══ Page excerpt

Russia's abrogation of political models for the regulation of this conflict, and its choice of allies in Chechnya -- criminal elements that do not have the trust of the population -- does nothing to prevent terrorism. On the contrary, it contributes to the establishment of an industry of terrorism.

This phenomenon is local. The only way for the Kremlin to begin to address it is to enter into constructive dialogue with Maskhadov and his government. Moscow claims that Maskhadov has no control over the disparate units that make up the Chechen resistance. But in the past five years of war the Kremlin has not agreed to even an hour-long cease-fire that would test this assertion and permit Maskhadov to exercise political influence. Instead, the Russian government has put a price on his head; he is being hunted by the military and security forces.

════
══ Data records

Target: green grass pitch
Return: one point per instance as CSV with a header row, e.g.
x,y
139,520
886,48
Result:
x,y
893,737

════

■ Exercise set
1) Reproduce the Chechnya excerpt word for word, starting at "Russia's abrogation of" and ending at "and security forces.".
2) Summarize the Chechnya excerpt in two sentences.

■ The solutions
1)
Russia's abrogation of political models for the regulation of this conflict, and its choice of allies in Chechnya -- criminal elements that do not have the trust of the population -- does nothing to prevent terrorism. On the contrary, it contributes to the establishment of an industry of terrorism.

This phenomenon is local. The only way for the Kremlin to begin to address it is to enter into constructive dialogue with Maskhadov and his government. Moscow claims that Maskhadov has no control over the disparate units that make up the Chechen resistance. But in the past five years of war the Kremlin has not agreed to even an hour-long cease-fire that would test this assertion and permit Maskhadov to exercise political influence. Instead, the Russian government has put a price on his head; he is being hunted by the military and security forces.

2) Russia's abandonment of political approaches to the conflict and its alliance with criminal elements in Chechnya who lack the population's trust do not prevent terrorism but help build an industry of it. The Kremlin's only way to address this is constructive dialogue with Maskhadov and his government, yet rather than test its claim that he cannot control the resistance through even a brief cease-fire, Moscow has put a price on his head and has military and security forces hunting him.